● Exercise requirements
Reproduce each line of the following material verbatim, without any alteration.

● Entries
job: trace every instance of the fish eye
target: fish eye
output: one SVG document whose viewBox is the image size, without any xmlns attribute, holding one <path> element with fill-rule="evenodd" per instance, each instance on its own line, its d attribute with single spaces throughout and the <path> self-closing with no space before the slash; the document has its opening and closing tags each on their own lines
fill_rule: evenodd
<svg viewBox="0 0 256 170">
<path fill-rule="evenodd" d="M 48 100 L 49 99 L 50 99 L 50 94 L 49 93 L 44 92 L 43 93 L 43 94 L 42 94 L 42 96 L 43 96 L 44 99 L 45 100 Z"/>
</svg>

● Solved exercise
job: trace every instance of the fish eye
target: fish eye
output: one SVG document whose viewBox is the image size, without any xmlns attribute, holding one <path> element with fill-rule="evenodd" per instance, each instance on its own line, its d attribute with single spaces throughout and the <path> self-closing with no space before the slash; the document has its opening and closing tags each on their own lines
fill_rule: evenodd
<svg viewBox="0 0 256 170">
<path fill-rule="evenodd" d="M 48 100 L 49 99 L 50 99 L 50 94 L 49 93 L 44 92 L 43 93 L 43 94 L 42 94 L 42 96 L 43 96 L 44 99 L 45 100 Z"/>
</svg>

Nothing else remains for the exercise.